▸ YOUR OBJECTIVE
Please continue the news article about Trinity Mirror's 2013 profit forecast, starting after its last sentence.

** Start of DOCUMENT **

Trinity Mirror upgrades 2013 profit forecast

Digital revenue up 32%, but publisher signals impairment charges

British newspaper publisher Trinity Mirror has upgraded its 2013 profit estimates after securing better-than-expected revenues in November and December. But it has also announced that it will take some hefty impairment charges.

The company said it expected adjusted operating profit for 2013 to be ahead of market forecasts by 4 per cent, with adjusted earnings per share 5 per cent ahead of estimates, after the final two months of the year saw strong growth for digital revenue, among other activities.

However, following an annual review, it expects a non-cash impairment charge of £225 million in respect of the group’s goodwill and intangible assets.

The company, which is headed by former HMV chief executive Simon Fox, also expects a separate non-cash impairment charge in the company balance sheet of around £700 million relating to investments in subsidiaries.

** End of DOCUMENT **
** Start of GIVEN RECORDS **

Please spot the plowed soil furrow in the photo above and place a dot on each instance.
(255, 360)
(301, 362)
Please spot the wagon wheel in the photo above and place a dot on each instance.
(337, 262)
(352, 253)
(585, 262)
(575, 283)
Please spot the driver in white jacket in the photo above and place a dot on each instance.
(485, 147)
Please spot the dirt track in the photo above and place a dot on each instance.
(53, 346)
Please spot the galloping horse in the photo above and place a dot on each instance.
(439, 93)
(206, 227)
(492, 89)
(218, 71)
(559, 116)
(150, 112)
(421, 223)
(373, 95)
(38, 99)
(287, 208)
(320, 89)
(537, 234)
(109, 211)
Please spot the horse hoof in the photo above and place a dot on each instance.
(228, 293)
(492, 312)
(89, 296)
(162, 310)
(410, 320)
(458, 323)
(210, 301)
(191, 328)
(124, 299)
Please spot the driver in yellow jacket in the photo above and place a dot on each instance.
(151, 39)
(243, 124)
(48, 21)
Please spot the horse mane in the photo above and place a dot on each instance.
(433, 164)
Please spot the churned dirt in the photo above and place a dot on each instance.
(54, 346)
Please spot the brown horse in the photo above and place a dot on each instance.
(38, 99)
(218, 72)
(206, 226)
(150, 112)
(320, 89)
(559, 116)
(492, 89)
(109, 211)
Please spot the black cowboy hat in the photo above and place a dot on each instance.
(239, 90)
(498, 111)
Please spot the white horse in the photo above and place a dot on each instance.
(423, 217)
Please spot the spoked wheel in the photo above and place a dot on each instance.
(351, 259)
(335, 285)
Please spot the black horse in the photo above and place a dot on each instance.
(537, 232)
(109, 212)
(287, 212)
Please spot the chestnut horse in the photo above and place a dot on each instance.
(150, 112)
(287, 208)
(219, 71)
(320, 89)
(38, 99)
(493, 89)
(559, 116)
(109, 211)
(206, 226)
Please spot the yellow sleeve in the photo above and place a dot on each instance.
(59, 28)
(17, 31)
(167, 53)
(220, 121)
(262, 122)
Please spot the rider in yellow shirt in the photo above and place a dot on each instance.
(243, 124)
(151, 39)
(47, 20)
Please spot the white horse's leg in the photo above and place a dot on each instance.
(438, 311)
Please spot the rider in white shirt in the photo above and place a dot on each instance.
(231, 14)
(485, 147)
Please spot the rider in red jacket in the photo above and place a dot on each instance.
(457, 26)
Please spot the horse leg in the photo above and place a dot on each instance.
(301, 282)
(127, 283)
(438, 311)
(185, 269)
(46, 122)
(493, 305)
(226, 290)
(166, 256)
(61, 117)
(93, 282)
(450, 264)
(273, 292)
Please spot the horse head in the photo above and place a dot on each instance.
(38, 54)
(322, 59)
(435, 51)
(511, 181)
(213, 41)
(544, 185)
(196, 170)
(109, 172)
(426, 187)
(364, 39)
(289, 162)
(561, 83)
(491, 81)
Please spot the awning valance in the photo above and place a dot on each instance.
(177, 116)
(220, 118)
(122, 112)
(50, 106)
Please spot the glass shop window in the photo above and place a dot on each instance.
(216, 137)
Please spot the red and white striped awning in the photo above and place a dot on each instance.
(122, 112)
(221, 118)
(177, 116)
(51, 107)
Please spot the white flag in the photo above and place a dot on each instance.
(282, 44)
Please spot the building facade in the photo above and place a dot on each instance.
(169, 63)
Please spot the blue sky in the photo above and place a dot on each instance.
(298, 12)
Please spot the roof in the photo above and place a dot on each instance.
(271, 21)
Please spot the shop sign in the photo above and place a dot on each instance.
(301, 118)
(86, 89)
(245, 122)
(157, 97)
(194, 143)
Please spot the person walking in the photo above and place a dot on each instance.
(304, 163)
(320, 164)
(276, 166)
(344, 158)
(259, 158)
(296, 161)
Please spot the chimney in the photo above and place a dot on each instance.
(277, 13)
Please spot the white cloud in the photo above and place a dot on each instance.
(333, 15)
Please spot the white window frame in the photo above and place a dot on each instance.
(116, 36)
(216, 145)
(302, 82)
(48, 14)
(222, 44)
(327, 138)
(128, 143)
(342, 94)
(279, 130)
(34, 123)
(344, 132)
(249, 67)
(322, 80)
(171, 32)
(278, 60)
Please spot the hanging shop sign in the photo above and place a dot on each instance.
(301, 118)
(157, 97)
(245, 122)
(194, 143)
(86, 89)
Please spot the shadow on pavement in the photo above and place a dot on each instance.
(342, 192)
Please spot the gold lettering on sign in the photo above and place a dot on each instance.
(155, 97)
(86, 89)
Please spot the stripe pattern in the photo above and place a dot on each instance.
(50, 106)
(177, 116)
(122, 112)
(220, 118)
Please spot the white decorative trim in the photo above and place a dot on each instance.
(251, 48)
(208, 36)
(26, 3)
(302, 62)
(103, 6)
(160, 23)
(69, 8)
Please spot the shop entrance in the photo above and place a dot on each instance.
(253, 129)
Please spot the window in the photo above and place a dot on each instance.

** End of GIVEN RECORDS **

▸ EXERCISE OUTPUT
Mr Fox said the impairments had no bearing on the progress the company was making. “I continue to believe that the business has significant long term potential,” he said.

The company said 2014 had started in line with its expectations, with total revenue in January falling 4 per cent, but that digital revenue for its publishing division has increased 32 per cent year-on-year. Higher newsprint prices will be offset by “further structural cost savings” and ongoing cost control, it added.

The Irish Daily Mirror and Irish Sunday Mirror titles, which are overseen by editor-in-chief John Kierans, have a total print circulation of around 102,000-103,000 between Northern Ireland and the Republic, with offices in both Belfast and Dublin. The Irish division last year received what Mr Kierans has described as a "substantial investment" from the parent company to launch and a tablet edition.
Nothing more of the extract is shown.